- _TEXT PROVIDED_:
★ ★ ★ ★ ★ ★ ★
The Euston Manifesto appears a noble failure. It was clear in 2006 that the attempt to revive left-wing support for internationalism, democracy and universal human rights did not have a strong chance of success. Looking back a decade on, it seems doomed from the start. The tyrannical habits of mind it condemned were breaking out across the left in 2006. They are everywhere now. They define the Labour Party and most of what passes for intellectual left-wing life in the 21st century.
To take the manifesto’s first statement of principle: the left should be ‘committed to democratic norms, procedures and structures’. An easy statement to agree with, I hear you say. Not so easy when the leader of the opposition, feted by his supporters as the most ‘left-wing’ in Labour’s history, will excuse dictatorial regimes or movements, however reactionary, if and only if, they are anti-West.
The left should believe in ‘freedom of opinion and assembly,’ the manifesto continued. One need only look at the universities to know that the loudest voices in the middle-class left now concentrate so much of their energy on shouting down others, that the poor, exhausted little things have no time left to do anything else.
★ ★ ★ ★ ★ ★ ★
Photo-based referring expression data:

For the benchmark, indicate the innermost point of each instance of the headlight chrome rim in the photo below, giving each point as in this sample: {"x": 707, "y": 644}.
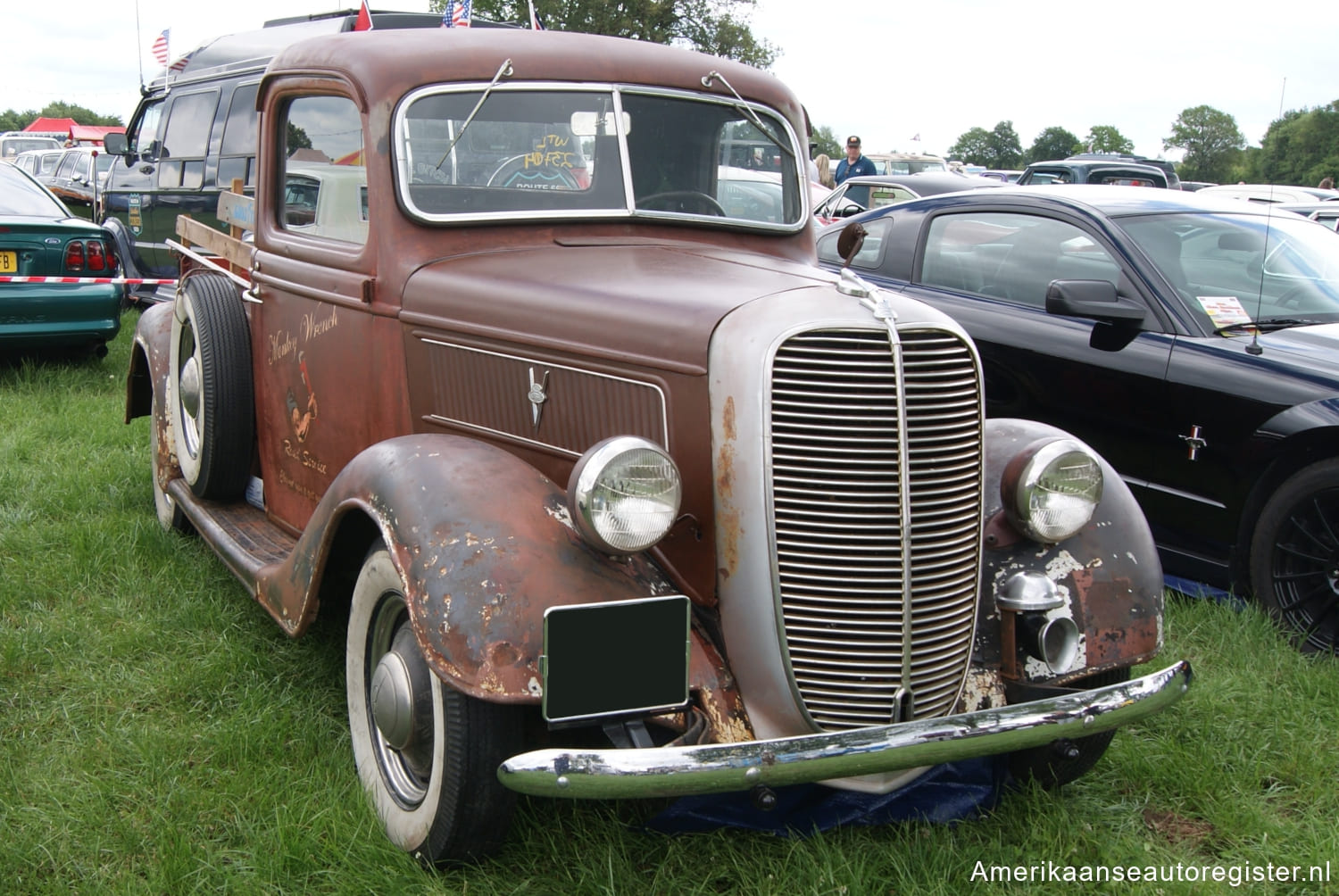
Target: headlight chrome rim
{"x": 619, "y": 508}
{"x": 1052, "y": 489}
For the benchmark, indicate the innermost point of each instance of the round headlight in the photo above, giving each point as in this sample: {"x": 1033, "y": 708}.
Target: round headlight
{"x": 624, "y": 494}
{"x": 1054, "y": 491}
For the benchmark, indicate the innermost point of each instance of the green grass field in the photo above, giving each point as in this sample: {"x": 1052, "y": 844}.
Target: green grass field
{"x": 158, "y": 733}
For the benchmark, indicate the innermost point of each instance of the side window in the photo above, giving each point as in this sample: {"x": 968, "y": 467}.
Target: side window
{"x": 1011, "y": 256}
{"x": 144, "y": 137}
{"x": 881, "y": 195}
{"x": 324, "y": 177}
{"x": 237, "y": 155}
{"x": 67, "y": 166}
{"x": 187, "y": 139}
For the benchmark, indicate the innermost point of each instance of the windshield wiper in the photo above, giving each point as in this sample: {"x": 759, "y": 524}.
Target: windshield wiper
★ ★ ★ ★ ★ ★ ★
- _PROBLEMS TO WORK ON_:
A. In the essay on the Euston Manifesto, rewrite the passage from "To take the" to "do anything else.", changing "universities" to "campuses".
B. According to the essay on the Euston Manifesto, what does the manifesto's first statement of principle say the left should be committed to?
C. Carry the essay on the Euston Manifesto forward from its final sentence.

- _EXPECTED RESULTS_:
A.
To take the manifesto’s first statement of principle: the left should be ‘committed to democratic norms, procedures and structures’. An easy statement to agree with, I hear you say. Not so easy when the leader of the opposition, feted by his supporters as the most ‘left-wing’ in Labour’s history, will excuse dictatorial regimes or movements, however reactionary, if and only if, they are anti-West.
The left should believe in ‘freedom of opinion and assembly,’ the manifesto continued. One need only look at the campuses to know that the loudest voices in the middle-class left now concentrate so much of their energy on shouting down others, that the poor, exhausted little things have no time left to do anything else.

B. Democratic norms, procedures and structures.

C.
‘We reject without qualification the anti-Americanism now infecting so much left-liberal (and some conservative) thinking.’ Not much progress there, now that Occidentalism is the guiding principle of leftish thinking on foreign affairs.
I accept that if you insist on ignoring the evidence of your senses you might believe that the manifesto’s hopes for a principled anti-racism have been half-realised. Norman Geras, Alan Johnson and all the other bloggers and academics who produced the manifesto wanted a universal commitment to oppose ‘the anti-immigrant racism of the far Right; racism against people from Muslim countries, and the resurgence of, anti-Semitism.’ Left-wing and Muslim anti-Semitic conspiracy theories and hatreds were hardly novel a decade ago. They are now so commonplace, they shock but no longer surprise me. But you might argue, that a decade on, the left’s commitment to opposing anti-Muslim bigotry remains solid. Don’t believe it. Let a liberal Muslim or ex-Muslim start arguing against Islamist reaction and leftists will turn on him or her. The white left is all for defending Muslims, but only if they are the right sort of Muslim.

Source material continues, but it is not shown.